[ENTRIES PROVIDED]

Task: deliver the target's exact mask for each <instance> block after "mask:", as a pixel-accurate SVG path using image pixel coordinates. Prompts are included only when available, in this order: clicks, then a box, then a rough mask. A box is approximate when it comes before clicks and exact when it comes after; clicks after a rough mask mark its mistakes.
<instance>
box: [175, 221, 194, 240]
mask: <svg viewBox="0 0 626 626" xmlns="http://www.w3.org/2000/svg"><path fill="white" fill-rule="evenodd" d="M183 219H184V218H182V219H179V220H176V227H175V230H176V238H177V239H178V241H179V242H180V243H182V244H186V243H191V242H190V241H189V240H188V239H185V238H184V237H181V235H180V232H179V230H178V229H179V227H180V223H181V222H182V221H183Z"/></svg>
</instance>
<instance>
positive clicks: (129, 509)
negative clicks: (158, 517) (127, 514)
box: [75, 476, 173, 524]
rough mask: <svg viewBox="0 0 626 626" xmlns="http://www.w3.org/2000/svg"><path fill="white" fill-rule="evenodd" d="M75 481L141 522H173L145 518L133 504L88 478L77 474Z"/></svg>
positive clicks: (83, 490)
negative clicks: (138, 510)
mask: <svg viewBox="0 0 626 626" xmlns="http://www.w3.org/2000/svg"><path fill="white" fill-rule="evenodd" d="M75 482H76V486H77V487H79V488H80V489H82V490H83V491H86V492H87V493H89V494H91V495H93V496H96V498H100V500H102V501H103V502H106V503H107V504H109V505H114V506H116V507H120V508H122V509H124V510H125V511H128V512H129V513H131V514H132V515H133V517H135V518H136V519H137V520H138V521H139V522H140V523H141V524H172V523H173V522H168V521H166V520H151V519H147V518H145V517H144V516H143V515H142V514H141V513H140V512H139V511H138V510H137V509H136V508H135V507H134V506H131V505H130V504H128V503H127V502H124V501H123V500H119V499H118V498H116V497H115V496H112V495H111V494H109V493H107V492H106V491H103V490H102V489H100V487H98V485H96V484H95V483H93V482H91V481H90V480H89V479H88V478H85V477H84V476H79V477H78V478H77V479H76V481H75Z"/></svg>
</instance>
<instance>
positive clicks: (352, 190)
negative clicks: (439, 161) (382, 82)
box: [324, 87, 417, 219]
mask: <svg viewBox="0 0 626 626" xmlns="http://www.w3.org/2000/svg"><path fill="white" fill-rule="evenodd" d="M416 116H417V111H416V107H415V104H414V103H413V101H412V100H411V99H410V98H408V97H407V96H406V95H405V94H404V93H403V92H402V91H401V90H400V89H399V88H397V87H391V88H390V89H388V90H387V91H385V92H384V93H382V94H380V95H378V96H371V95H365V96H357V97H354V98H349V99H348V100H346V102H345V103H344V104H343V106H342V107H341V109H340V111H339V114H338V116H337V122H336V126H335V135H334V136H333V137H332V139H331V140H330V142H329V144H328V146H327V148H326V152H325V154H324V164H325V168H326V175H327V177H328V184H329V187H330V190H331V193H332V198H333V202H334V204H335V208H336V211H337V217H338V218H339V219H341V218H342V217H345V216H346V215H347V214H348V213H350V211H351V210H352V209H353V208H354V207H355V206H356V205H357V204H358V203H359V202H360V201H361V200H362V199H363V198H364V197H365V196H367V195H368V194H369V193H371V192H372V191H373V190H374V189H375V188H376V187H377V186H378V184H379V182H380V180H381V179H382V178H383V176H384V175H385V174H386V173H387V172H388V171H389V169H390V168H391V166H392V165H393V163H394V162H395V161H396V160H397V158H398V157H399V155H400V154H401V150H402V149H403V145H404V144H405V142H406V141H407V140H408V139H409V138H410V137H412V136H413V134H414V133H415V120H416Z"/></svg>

[/ENTRIES PROVIDED]

Repeat every record, keeping each line exactly as it is.

▸ YOUR SOLUTION
Task: deliver the target's exact mask for each <instance> block after "mask:", as a pixel-accurate SVG path using image pixel coordinates. Prompts are included only when available, in this order: clicks, then a box, then a rough mask. A box is approximate when it comes before clicks and exact when it comes after; clicks after a rough mask mark its mistakes.
<instance>
box: [175, 221, 194, 240]
mask: <svg viewBox="0 0 626 626" xmlns="http://www.w3.org/2000/svg"><path fill="white" fill-rule="evenodd" d="M183 219H184V218H182V219H179V220H176V227H175V230H176V238H177V239H178V241H179V242H180V243H182V244H186V243H191V242H190V241H189V240H188V239H185V238H184V237H181V235H180V232H179V230H178V229H179V227H180V223H181V222H182V221H183Z"/></svg>
</instance>
<instance>
positive clicks: (129, 509)
negative clicks: (158, 517) (127, 514)
box: [75, 476, 173, 524]
rough mask: <svg viewBox="0 0 626 626" xmlns="http://www.w3.org/2000/svg"><path fill="white" fill-rule="evenodd" d="M75 481L141 522H173L145 518L133 504L88 478L77 474Z"/></svg>
positive clicks: (83, 490)
negative clicks: (138, 510)
mask: <svg viewBox="0 0 626 626" xmlns="http://www.w3.org/2000/svg"><path fill="white" fill-rule="evenodd" d="M75 482H76V486H77V487H79V488H80V489H82V490H83V491H86V492H87V493H89V494H91V495H93V496H96V498H100V500H102V501H103V502H106V503H107V504H109V505H114V506H116V507H120V508H122V509H124V510H125V511H128V512H129V513H131V514H132V515H133V517H135V518H136V519H137V520H138V521H139V522H140V523H141V524H172V523H173V522H168V521H166V520H151V519H147V518H145V517H144V516H143V515H142V514H141V513H140V512H139V511H138V510H137V509H136V508H135V507H134V506H131V505H130V504H128V503H127V502H124V501H123V500H119V499H118V498H116V497H115V496H112V495H111V494H109V493H107V492H106V491H103V490H102V489H100V487H98V485H96V484H95V483H93V482H91V481H90V480H89V479H88V478H85V477H84V476H79V477H78V478H77V479H76V481H75Z"/></svg>
</instance>
<instance>
positive clicks: (352, 190)
negative clicks: (439, 161) (382, 82)
box: [324, 87, 417, 219]
mask: <svg viewBox="0 0 626 626" xmlns="http://www.w3.org/2000/svg"><path fill="white" fill-rule="evenodd" d="M416 116H417V111H416V107H415V104H414V103H413V101H412V100H411V99H410V98H408V97H407V96H406V95H405V94H404V93H403V92H402V91H401V90H400V89H399V88H397V87H391V88H390V89H388V90H387V91H385V92H384V93H382V94H380V95H378V96H371V95H365V96H357V97H354V98H349V99H348V100H346V102H345V103H344V104H343V106H342V107H341V109H340V111H339V114H338V116H337V122H336V126H335V135H334V136H333V137H332V139H331V140H330V142H329V144H328V146H327V148H326V152H325V154H324V164H325V168H326V175H327V177H328V184H329V187H330V190H331V193H332V198H333V202H334V204H335V208H336V211H337V217H338V218H339V219H341V218H342V217H345V216H346V215H347V214H348V213H350V211H351V210H352V209H353V208H354V207H355V206H356V205H357V204H358V203H359V202H360V201H361V200H362V199H363V198H364V197H365V196H367V195H368V194H369V193H371V192H372V191H373V190H374V189H375V188H376V187H377V186H378V184H379V182H380V180H381V179H382V178H383V176H384V175H385V174H386V173H387V172H388V171H389V169H390V168H391V166H392V165H393V163H394V162H395V161H396V160H397V158H398V157H399V155H400V154H401V150H402V149H403V145H404V144H405V142H406V141H407V140H408V139H409V138H410V137H412V136H413V134H414V133H415V120H416Z"/></svg>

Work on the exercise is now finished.